● **TASK OBJECTIVE**: Write out, character for character, the line containing "Might you point out the brown" and all lines after it up to the end of the listing.

● **DATA ENTRIES**:
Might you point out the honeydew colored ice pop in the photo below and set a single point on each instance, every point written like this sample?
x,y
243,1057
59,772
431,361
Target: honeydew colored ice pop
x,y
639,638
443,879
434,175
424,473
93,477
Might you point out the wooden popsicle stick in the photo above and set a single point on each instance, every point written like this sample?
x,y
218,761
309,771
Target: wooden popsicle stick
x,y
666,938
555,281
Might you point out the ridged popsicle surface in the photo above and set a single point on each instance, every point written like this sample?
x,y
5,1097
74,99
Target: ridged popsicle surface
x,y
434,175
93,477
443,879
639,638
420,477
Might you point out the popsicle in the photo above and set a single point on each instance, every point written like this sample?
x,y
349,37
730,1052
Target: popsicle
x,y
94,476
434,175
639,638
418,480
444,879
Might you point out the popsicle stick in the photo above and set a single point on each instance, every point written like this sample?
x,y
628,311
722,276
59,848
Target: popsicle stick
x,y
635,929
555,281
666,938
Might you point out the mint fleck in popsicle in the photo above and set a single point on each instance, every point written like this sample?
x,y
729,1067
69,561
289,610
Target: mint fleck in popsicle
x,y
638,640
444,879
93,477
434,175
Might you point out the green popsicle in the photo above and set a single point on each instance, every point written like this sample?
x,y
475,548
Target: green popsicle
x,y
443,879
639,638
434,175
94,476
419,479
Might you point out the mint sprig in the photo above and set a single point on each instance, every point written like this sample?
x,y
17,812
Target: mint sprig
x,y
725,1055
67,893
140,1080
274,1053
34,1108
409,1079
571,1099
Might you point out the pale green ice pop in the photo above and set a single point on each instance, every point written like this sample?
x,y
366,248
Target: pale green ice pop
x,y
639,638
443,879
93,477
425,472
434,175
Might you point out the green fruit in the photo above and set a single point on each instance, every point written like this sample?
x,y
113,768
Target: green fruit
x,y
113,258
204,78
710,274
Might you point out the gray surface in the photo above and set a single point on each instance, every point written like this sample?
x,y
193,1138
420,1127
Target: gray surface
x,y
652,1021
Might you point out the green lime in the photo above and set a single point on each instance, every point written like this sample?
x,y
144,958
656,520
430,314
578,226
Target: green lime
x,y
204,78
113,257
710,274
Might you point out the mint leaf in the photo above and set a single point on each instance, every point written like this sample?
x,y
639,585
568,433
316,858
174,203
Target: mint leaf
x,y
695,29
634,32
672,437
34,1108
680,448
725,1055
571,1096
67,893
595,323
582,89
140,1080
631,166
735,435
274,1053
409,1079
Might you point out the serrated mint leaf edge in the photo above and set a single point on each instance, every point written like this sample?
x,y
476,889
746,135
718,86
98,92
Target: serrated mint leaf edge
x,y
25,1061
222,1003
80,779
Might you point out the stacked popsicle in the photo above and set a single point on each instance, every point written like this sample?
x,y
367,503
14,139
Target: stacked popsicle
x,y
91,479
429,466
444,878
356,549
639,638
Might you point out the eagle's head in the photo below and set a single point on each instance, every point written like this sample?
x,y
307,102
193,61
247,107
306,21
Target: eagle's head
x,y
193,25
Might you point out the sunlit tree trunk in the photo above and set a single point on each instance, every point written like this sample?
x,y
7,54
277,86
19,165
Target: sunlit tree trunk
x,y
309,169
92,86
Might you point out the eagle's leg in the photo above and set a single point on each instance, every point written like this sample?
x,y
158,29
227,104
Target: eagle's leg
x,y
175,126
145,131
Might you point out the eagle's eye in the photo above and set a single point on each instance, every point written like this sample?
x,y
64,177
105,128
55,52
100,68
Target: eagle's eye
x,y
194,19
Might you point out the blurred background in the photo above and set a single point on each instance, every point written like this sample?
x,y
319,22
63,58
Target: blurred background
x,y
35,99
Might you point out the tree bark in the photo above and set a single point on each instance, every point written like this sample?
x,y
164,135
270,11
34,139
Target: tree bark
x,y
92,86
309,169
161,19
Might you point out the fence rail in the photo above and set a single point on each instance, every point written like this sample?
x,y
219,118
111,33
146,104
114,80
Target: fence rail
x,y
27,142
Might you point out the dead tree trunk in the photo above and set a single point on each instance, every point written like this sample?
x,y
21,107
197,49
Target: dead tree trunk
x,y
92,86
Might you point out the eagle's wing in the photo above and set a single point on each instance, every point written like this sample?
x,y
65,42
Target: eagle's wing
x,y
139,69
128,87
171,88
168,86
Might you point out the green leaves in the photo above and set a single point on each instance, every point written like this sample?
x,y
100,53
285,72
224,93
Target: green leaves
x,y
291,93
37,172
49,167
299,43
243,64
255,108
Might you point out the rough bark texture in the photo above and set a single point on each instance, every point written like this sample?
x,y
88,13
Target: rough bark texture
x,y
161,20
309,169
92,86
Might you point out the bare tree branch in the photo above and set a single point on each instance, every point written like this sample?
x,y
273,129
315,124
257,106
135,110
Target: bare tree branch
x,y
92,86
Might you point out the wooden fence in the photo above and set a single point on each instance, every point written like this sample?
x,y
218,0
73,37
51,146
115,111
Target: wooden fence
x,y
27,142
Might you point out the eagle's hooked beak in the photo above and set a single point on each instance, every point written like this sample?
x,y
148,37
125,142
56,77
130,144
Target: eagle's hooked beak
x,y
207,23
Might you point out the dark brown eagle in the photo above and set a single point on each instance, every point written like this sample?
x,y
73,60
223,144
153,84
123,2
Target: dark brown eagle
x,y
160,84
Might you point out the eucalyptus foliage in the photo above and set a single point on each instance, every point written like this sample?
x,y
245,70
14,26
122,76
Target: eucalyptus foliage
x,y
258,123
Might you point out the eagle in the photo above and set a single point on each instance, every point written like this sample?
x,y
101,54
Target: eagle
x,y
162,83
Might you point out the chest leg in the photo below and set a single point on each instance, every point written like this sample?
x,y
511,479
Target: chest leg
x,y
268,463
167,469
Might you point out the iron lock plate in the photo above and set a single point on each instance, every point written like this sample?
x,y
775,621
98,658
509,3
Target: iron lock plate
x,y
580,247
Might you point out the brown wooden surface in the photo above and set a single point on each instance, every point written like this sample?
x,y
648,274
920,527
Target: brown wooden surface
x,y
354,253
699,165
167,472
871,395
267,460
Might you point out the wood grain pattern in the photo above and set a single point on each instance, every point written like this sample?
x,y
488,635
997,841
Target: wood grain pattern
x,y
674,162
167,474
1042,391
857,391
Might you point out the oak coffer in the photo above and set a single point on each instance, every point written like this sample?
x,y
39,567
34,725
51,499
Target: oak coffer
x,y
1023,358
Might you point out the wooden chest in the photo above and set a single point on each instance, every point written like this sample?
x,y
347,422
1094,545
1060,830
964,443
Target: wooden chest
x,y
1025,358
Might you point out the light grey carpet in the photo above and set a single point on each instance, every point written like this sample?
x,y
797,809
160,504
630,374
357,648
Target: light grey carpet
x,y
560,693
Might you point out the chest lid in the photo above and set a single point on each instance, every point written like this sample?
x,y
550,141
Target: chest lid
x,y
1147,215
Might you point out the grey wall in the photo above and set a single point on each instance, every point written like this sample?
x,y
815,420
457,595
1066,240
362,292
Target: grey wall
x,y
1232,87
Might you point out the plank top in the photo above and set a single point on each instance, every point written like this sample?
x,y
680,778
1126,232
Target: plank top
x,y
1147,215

● **SOLUTION TO THE EXERCISE**:
Might you point out the brown wooden surface in the photo above and set a single point on each instance, every point written like this sample?
x,y
648,274
920,527
Target: brown wooden surface
x,y
354,253
699,165
167,472
871,395
267,460
Might you point out the wood grain pattern in the photo above and set a single point on each instance, every point written like this sample?
x,y
488,635
997,841
Target: wood grain pattern
x,y
674,162
167,474
1042,391
857,391
Might you point out the oak coffer in the photo above and set a single point on each instance, every point written like this sample?
x,y
39,567
34,725
51,499
Target: oak coffer
x,y
1023,358
Might you point out the wooden chest in the photo above and set a single point on each instance, every point written like this sample?
x,y
347,422
1094,545
1060,830
964,443
Target: wooden chest
x,y
1025,358
Might you point out the light grey carpet in the photo above and set a single point on each instance, every point written like this sample?
x,y
797,809
160,504
630,374
357,648
Target: light grey carpet
x,y
560,693
Might you point out the chest lid in the photo above and set a single point on each instance, every point written like this sample?
x,y
550,141
Target: chest lid
x,y
1147,215
Might you point out the grey wall in the photo above and set a single point on each instance, every point written like this sample?
x,y
815,420
457,595
1066,240
362,292
Target: grey wall
x,y
1232,87
Might you point out the plank top in the photo above and set a single point on each instance, every point written like this sample?
x,y
680,778
1126,232
Target: plank top
x,y
1147,215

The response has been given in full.